_EXCERPTED PASSAGE_
# # # #

It is further alleged that despite viable alternatives, and the known risks regarding the negative post-approval experiences suffered by, at least, hundreds of horses, Zoetis has willfully, intentionally, maliciously, and negligently refused to make alterations to Excede's label to adequately warn consumers of the dangers of Excede and continues to extensively market the product as being superior to traditional courses of antibiotic treatment for injured horses. (Am. Compl. ¶ 35).
Plaintiffs’ Amended Complaint contains claims for Negligence (Counts I-III), Strict Liability (Counts IV-VI), Breach of Express Warranty (Count VII), Breach of the Implied Warranty of Merchantability (Count VIII), Fraudulent Misrepresentation and Concealment (Count IX), and Negligent Misrepresentation (Count X) against Zoetis for the loss of their horse. They claim entitlement to actual, compensatory, consequential and punitive damages as a result of Zoetis’ allegedly defective design and manufacture of Excede. (Am. Compl. at ¶ 22).

# # # #

_INSTRUCTION 1_
In the Excede excerpt, which counts of the Amended Complaint cover Strict Liability?
The rows that follow are unrelated to the Excede excerpt.

_SUPPLIED DATA_
# # # #

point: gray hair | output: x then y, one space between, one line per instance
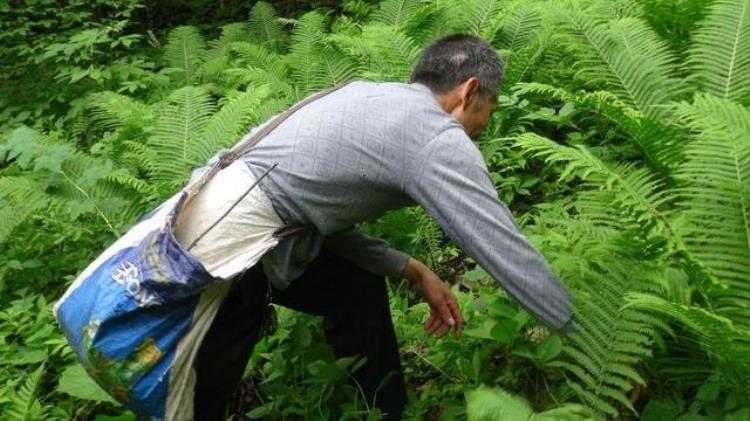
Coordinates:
451 60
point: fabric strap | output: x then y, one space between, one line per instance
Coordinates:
226 158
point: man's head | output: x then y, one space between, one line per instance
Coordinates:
464 73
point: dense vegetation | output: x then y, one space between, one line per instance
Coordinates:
622 144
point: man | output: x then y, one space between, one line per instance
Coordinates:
351 156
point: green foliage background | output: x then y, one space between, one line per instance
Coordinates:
622 144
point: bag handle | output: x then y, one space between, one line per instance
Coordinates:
228 157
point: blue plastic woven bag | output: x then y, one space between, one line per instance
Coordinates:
135 314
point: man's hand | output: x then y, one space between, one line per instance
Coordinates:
445 311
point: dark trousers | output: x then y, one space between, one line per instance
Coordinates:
357 321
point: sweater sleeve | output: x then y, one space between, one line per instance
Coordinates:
369 253
449 178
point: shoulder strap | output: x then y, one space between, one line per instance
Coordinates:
226 158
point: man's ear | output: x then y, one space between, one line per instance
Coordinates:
470 92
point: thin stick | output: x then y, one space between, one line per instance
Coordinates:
236 202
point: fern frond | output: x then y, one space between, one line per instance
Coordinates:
484 404
20 197
335 68
716 197
307 38
637 189
184 52
224 128
721 50
177 142
396 12
265 26
523 20
624 55
725 345
24 404
658 142
387 53
113 110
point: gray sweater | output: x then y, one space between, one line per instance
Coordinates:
372 147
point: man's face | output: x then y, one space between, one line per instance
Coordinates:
465 104
476 117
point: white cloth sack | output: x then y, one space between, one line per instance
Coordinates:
243 236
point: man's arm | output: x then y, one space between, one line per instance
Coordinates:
367 252
374 255
451 181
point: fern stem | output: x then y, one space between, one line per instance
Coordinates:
86 195
742 200
734 49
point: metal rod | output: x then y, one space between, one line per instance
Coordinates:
236 202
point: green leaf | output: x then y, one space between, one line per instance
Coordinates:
260 411
77 383
549 348
505 331
25 355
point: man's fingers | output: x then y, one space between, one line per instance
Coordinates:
433 323
444 328
456 311
445 314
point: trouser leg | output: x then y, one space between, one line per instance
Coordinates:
228 345
357 322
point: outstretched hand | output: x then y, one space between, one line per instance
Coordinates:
444 310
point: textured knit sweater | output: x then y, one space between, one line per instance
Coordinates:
372 147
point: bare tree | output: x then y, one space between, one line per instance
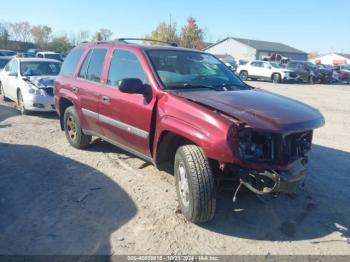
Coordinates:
103 34
41 35
83 36
164 32
191 35
21 31
4 35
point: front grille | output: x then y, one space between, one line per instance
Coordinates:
297 145
49 91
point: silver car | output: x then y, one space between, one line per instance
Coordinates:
29 82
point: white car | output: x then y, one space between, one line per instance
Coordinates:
29 82
267 71
50 55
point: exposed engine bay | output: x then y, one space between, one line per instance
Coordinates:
270 162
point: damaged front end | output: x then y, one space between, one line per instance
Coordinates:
269 162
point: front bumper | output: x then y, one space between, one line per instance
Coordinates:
275 181
290 179
289 79
43 103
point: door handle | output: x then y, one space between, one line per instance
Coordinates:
106 99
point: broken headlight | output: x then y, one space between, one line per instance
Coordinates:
255 146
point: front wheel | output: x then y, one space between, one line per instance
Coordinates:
195 184
276 78
243 75
2 93
20 104
73 131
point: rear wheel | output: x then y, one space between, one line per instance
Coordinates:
195 184
2 93
73 131
20 104
243 75
276 78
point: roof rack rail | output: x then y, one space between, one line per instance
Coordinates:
125 40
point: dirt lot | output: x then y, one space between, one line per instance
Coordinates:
55 199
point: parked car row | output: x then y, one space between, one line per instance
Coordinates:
174 107
33 53
293 71
29 82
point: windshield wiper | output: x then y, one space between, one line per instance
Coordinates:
192 86
231 86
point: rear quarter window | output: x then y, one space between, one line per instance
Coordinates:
71 62
96 63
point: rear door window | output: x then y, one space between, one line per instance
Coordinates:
124 64
256 64
71 62
85 65
96 63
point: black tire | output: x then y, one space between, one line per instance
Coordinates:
312 80
20 103
2 94
276 78
198 202
243 75
73 131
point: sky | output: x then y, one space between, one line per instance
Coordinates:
309 25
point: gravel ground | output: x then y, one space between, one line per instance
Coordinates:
55 199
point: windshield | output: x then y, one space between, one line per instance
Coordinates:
36 68
311 65
53 56
186 70
276 65
7 53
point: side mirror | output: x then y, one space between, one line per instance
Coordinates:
13 74
133 86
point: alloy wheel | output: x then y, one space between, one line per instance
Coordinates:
72 128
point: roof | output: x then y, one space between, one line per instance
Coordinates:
344 55
262 45
139 46
35 59
47 52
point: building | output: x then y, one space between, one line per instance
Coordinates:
246 49
332 59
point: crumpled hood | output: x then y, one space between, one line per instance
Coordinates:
260 109
42 81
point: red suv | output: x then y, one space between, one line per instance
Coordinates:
184 108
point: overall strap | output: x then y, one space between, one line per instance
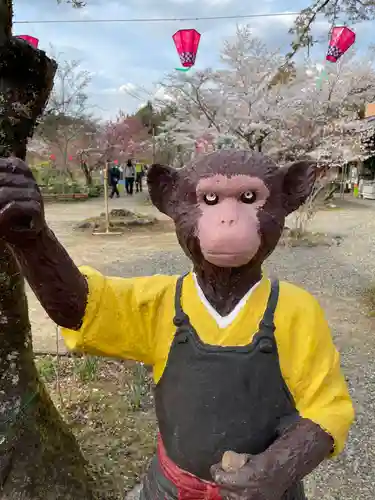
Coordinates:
267 325
180 316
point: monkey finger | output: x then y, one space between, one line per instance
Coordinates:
20 216
15 180
9 194
16 166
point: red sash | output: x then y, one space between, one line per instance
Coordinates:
189 487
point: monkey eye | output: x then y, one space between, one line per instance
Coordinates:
211 199
248 197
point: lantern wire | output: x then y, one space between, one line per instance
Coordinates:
157 20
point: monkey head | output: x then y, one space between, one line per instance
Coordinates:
229 207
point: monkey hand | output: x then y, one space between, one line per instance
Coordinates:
245 477
21 203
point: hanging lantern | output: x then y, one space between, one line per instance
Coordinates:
342 38
187 43
29 39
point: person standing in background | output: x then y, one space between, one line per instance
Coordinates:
139 173
114 177
129 173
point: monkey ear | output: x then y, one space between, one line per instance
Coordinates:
299 179
162 182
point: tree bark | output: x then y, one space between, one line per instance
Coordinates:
39 457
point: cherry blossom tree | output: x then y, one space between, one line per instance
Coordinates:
244 105
124 137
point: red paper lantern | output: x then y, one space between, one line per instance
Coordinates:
187 43
342 38
29 39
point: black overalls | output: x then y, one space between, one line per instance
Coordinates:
211 399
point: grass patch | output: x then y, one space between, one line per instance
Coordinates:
109 407
296 238
369 299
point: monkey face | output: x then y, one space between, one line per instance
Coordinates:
228 228
229 208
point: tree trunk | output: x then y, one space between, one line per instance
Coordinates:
39 457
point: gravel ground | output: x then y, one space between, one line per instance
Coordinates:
337 275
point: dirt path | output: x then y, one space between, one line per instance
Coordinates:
337 275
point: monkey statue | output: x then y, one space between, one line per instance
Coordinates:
249 393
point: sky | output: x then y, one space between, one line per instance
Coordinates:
122 56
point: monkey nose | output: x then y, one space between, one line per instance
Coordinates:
228 222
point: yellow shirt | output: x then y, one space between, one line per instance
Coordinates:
132 318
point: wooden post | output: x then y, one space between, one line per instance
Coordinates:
106 208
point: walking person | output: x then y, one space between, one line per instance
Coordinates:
129 173
114 177
139 174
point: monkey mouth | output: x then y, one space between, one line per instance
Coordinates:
227 259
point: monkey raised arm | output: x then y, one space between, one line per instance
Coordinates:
51 273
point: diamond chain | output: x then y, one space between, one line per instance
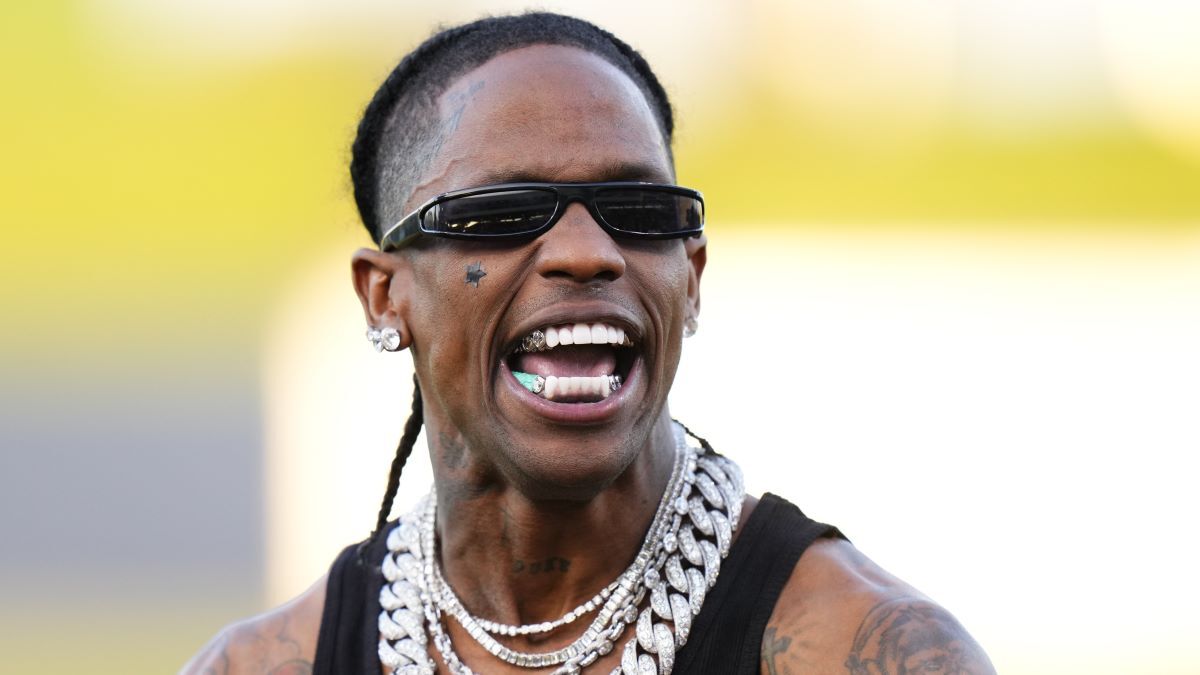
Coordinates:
676 567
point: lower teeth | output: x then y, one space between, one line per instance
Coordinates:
551 387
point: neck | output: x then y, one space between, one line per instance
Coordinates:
517 560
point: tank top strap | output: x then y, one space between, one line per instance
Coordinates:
726 637
348 641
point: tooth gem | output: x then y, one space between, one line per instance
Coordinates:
652 650
535 383
534 342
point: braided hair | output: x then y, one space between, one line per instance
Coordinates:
400 131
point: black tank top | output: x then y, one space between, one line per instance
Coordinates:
726 637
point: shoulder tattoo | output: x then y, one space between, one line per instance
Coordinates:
906 635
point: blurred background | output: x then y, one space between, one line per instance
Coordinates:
952 305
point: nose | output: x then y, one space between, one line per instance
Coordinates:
576 248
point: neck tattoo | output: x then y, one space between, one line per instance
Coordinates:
676 567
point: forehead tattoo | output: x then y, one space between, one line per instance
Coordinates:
475 273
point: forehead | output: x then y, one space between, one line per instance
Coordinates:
545 113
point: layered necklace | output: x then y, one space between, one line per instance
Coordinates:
676 567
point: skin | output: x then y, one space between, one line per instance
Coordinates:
535 514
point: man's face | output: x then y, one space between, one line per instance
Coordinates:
547 113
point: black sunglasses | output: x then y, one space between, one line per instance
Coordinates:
639 210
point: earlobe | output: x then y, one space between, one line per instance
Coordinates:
379 280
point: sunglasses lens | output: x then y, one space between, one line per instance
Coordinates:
492 214
649 211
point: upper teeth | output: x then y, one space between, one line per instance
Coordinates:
574 334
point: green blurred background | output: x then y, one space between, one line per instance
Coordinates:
167 167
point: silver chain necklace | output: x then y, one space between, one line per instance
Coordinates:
678 563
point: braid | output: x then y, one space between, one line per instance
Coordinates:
365 150
412 429
703 443
400 132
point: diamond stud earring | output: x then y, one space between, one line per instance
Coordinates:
384 339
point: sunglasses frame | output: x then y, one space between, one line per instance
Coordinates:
413 225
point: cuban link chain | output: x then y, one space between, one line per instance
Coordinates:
687 543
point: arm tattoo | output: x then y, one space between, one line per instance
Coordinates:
294 667
909 635
773 645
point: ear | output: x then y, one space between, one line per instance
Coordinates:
383 282
696 248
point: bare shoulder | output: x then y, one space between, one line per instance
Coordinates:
841 613
280 641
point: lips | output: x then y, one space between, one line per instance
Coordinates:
573 363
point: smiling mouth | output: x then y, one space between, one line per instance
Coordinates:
573 363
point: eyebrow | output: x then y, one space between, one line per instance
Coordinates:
616 171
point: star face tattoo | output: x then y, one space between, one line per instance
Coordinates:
475 273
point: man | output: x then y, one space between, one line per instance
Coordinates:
541 267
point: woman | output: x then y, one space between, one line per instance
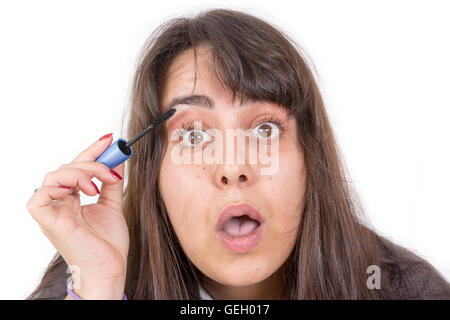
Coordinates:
166 236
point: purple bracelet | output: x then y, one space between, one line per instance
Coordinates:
75 297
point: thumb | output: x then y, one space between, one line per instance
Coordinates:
111 194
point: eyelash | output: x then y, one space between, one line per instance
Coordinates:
187 126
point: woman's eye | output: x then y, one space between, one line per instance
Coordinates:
194 138
266 130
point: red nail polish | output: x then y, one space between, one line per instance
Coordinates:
106 136
115 174
98 191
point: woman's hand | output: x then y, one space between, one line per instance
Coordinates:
93 238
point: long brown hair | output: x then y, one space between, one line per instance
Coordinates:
254 60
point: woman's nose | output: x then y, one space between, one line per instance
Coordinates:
233 174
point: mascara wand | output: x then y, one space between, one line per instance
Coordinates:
121 150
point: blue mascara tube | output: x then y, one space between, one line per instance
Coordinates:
121 150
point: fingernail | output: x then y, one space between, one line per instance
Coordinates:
106 136
115 174
98 191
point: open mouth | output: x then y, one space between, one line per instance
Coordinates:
240 226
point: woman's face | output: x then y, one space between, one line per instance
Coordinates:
196 193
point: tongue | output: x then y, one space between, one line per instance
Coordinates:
240 226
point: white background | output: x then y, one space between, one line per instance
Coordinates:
65 77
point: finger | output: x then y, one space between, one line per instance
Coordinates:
93 169
112 194
40 204
72 177
94 150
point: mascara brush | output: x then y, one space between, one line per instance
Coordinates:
121 150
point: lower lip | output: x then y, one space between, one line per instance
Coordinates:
241 244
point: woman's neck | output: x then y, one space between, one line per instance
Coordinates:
270 289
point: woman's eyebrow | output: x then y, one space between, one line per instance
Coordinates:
201 101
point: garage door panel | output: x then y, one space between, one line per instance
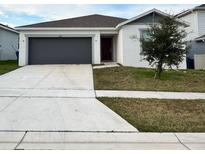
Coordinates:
60 50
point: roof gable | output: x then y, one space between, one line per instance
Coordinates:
153 11
5 27
84 21
186 12
142 15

# # # #

_INSTRUCTION 2_
Rescale the stretch of rows from the line containing "point: blue mascara" through the end of the rows. Repeat only those lines, requests included, with every coordinate multiplied by 0.7 and rounded to a whole number (halves up), and leave out the pictures.

_OUTPUT 1_
Counts IV-VI

_OUTPUT 2_
point: blue mascara tube | output: x then y, one space between, one line per instance
Coordinates:
85 105
point: fingernail | output: x then y, one space between, one line per instance
Coordinates:
74 95
81 122
69 134
point: open mouth | output: x then y, one space between, one line per instance
Coordinates:
168 158
point: woman's face | output: x then y, one space between, one line per instance
Coordinates:
137 135
point: tongue | output: x then y, one space between, one line per instance
Coordinates:
168 158
point: white background | output: x then y, one space between, one line per instance
Coordinates:
46 54
point: finger | output: x then y, one space between, one line per instance
Coordinates:
65 118
78 136
28 143
50 124
66 105
point: mascara brush | output: x then y, one space between, one line per instance
Coordinates:
85 105
point: lower lip | output: x then y, one space between, one line per instance
Coordinates:
169 171
point: woman's neck | output: x then y, one space between, one line per instance
Coordinates:
189 202
point: woman's eyebrow | output: x then y, one space between, one line per instance
Coordinates:
141 71
point: garage door panel | output: x then y, one space between, one line per instance
Coordinates:
42 35
point: roof gable | output: x then y, one space between, one line per instance
Coordinates:
107 8
4 19
59 15
130 8
99 11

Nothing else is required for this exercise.